- _Trecho para leitura_:
++++++

Antes de chegar a São Gonçalo, a empresa de laticínios já havia batido na porta de outras agremiações propondo um gordo patrocínio para quem aceitasse o tema. A Porto vinha de uma das suas melhores apresentações nos onze anos que ficou do especial, como lembramos na lista de apresentações esquecidas. Precisando uma injeção, acabou aceitando de bom grado a ideia, que mal havia? Para desenvolver o tema, o carnavalesco Roberto Szaniecki foi contratado. Ele já tinha experiência em enredos alimentícios e havia se saído muito bem em 2005. O polonês acabou dando uma veia histórica ao tema, o que acabou gerando ainda mais debates. A polêmica já tomou conta do mundo do samba antes mesmo da apresentação, tanto que o carnavalesco acabou deixando a escola antes da escolha de samba, alegando divergências criativas. Para o seu lugar, foi contratado Jaime Cezário, quem deu sequência ao trabalho.

++++++

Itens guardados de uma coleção
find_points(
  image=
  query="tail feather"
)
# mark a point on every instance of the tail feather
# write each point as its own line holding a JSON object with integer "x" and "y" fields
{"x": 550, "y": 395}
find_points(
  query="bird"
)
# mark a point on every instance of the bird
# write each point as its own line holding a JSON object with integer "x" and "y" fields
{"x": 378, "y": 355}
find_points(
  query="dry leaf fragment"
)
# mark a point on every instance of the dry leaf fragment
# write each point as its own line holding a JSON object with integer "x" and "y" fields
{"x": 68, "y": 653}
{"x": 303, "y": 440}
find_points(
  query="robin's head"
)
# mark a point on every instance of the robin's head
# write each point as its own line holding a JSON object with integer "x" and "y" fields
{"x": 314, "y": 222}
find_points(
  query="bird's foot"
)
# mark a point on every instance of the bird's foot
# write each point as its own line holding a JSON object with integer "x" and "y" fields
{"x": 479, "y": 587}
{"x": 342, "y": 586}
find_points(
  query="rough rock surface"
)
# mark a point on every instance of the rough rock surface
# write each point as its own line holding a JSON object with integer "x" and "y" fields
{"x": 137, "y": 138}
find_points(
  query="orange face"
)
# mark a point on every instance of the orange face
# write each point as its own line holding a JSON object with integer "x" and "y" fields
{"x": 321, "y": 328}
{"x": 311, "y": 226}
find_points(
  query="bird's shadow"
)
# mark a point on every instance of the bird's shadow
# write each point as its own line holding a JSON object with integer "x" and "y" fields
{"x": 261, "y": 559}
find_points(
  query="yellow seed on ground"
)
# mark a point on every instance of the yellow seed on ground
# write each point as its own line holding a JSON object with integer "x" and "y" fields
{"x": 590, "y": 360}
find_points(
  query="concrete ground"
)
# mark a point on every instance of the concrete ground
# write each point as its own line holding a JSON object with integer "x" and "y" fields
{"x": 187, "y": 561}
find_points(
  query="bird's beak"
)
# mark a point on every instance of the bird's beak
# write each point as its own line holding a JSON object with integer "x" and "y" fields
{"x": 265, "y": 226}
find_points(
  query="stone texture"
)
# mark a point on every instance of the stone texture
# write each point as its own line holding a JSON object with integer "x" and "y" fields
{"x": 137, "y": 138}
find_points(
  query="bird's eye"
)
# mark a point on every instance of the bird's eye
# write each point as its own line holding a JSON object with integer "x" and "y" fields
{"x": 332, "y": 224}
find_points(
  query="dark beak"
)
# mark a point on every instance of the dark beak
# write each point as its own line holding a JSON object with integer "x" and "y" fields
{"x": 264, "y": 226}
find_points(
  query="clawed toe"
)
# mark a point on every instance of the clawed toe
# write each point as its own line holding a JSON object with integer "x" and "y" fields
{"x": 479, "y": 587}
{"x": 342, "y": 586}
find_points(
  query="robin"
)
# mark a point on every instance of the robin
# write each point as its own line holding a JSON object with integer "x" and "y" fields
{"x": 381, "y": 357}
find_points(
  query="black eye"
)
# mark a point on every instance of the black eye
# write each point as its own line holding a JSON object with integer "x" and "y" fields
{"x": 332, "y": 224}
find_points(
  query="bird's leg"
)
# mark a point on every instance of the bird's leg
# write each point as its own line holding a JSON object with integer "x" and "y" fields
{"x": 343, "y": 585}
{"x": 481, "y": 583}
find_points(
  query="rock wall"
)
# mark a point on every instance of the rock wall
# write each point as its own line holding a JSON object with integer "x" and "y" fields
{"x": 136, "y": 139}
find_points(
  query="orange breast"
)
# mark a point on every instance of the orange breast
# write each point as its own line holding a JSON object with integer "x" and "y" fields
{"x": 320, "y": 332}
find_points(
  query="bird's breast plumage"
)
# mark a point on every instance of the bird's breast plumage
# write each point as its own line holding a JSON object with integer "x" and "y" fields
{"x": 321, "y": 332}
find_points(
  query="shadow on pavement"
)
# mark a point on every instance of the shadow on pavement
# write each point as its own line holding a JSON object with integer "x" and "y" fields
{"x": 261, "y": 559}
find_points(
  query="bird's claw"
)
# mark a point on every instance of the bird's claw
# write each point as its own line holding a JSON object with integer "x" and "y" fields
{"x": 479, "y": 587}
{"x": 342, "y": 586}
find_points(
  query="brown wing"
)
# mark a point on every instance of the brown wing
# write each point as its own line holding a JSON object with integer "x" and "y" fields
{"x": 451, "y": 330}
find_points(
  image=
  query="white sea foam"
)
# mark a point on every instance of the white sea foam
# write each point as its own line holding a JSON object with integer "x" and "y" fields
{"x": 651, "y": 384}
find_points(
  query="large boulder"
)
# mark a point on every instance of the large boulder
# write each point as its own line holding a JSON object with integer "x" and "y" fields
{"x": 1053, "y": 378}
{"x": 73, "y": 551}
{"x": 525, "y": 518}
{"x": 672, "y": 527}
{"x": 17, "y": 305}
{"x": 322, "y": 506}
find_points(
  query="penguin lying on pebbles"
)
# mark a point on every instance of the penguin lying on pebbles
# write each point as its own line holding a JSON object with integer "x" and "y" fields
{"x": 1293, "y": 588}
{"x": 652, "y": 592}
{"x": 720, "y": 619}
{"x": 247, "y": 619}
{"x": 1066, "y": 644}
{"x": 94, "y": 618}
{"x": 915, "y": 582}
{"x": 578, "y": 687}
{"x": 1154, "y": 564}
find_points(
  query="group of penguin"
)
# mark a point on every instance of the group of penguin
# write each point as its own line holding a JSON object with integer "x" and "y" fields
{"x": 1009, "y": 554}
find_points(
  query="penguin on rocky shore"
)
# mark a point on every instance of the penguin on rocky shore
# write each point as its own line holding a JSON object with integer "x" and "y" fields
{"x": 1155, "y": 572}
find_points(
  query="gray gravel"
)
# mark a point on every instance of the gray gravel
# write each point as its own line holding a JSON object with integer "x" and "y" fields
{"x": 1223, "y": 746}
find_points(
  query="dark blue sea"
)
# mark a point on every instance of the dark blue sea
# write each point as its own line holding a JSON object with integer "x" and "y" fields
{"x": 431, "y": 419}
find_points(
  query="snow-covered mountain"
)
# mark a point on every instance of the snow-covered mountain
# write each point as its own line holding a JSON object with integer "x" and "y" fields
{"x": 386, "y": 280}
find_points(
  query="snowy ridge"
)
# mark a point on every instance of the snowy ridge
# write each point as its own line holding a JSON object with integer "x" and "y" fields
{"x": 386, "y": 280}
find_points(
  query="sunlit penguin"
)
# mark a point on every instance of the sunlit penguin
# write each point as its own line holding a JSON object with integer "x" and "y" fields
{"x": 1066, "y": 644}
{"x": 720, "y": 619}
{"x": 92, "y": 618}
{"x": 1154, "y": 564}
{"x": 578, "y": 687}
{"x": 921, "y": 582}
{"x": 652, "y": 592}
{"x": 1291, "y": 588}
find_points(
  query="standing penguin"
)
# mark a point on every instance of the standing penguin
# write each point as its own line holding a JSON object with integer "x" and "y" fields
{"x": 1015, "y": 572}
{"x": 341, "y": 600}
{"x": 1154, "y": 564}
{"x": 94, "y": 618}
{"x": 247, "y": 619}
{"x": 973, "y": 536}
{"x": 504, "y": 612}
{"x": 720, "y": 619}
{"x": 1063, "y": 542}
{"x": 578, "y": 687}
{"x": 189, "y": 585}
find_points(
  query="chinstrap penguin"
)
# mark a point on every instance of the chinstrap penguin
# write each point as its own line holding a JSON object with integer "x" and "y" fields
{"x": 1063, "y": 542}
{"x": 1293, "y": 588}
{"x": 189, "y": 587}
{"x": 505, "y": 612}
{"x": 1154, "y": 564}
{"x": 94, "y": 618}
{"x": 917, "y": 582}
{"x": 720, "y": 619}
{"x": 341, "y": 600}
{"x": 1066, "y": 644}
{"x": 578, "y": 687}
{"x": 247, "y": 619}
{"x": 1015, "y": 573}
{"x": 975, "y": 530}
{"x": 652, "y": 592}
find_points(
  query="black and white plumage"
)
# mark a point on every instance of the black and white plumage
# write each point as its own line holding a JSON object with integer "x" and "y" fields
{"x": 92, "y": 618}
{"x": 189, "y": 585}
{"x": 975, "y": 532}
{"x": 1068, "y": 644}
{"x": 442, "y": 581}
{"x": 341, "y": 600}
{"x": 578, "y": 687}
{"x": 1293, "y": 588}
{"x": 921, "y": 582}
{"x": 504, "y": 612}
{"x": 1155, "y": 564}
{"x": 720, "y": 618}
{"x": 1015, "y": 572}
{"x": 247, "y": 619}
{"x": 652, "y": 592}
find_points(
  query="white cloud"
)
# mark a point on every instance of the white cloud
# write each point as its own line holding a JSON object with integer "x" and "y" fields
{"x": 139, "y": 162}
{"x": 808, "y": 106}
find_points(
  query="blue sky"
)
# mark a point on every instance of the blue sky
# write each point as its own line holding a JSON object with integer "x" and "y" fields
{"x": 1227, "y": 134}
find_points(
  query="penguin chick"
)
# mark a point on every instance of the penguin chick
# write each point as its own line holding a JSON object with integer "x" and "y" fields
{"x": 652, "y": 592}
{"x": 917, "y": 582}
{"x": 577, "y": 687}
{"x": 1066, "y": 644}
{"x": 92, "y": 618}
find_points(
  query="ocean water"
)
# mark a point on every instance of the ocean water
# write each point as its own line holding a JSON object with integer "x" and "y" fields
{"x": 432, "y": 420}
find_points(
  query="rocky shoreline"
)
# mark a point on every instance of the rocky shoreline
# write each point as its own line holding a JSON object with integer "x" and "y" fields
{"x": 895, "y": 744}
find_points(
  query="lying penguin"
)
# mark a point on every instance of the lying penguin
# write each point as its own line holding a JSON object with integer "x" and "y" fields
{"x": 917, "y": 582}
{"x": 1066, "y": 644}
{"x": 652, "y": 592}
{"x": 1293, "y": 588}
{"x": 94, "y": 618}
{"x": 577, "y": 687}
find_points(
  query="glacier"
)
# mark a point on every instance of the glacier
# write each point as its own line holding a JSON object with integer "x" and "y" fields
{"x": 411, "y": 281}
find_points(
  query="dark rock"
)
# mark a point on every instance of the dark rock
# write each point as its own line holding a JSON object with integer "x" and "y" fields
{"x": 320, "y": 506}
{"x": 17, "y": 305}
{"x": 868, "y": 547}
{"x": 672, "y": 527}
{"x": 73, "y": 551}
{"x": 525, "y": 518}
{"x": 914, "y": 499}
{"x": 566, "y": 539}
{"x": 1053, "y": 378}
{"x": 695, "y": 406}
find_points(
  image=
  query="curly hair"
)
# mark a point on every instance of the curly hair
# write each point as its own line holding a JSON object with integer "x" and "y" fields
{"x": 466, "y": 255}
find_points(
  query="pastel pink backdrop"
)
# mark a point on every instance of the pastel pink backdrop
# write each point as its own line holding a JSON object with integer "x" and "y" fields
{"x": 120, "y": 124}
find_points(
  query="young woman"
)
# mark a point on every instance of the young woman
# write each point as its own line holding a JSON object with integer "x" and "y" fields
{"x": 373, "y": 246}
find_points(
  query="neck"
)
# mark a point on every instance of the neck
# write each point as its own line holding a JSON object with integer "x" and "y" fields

++++++

- _Ações necessárias_:
1/ Sobre o trecho do enredo patrocinado pela empresa de laticínios:
(a) Qual carnavalesco foi contratado para desenvolver o tema?
(b) Em que ano esse carnavalesco havia se saído muito bem com um enredo alimentício?
(c) Quem foi contratado para o lugar dele depois que ele deixou a escola?
2/ Continue o trecho sobre o enredo patrocinado pela empresa de laticínios, começando depois da última frase.
A listagem não tem nenhum papel aqui.

- _Respostas em ordem_:
1/
(a) Roberto Szaniecki.
(b) Em 2005.
(c) Jaime Cezário.

2/
Após levantar tanto debate no pré-carnaval, a Porto da Pedra acabou entrando na avenida praticamente rebaixada. Ninguém poupava críticas à agremiação. Além do tema mal desenvolvido, o samba também não era dos melhores, com passagens com gosto para lá de duvidoso. O delírio coletivo da apresentação começou já na comissão de frente que trouxe os lactobacilos da folia. Isso mesmo, os organismos responsáveis por transformar leite em iogurte. Não é um delírio coletivo? Bem verdade é que a promessa de altas quantias até foi realizada, tanto que o que se viu na avenida foi uma escola luxuosa e bem acabada. Isso não foi o suficiente, entretanto, e a Porto acabou rebaixada em um ano que caíam duas e ficou o marco na história carnavalesca: vale realmente tudo pelo patrocínio?  

Acadêmicos do Grande Rio 2013
(Mergulhando no petróleo)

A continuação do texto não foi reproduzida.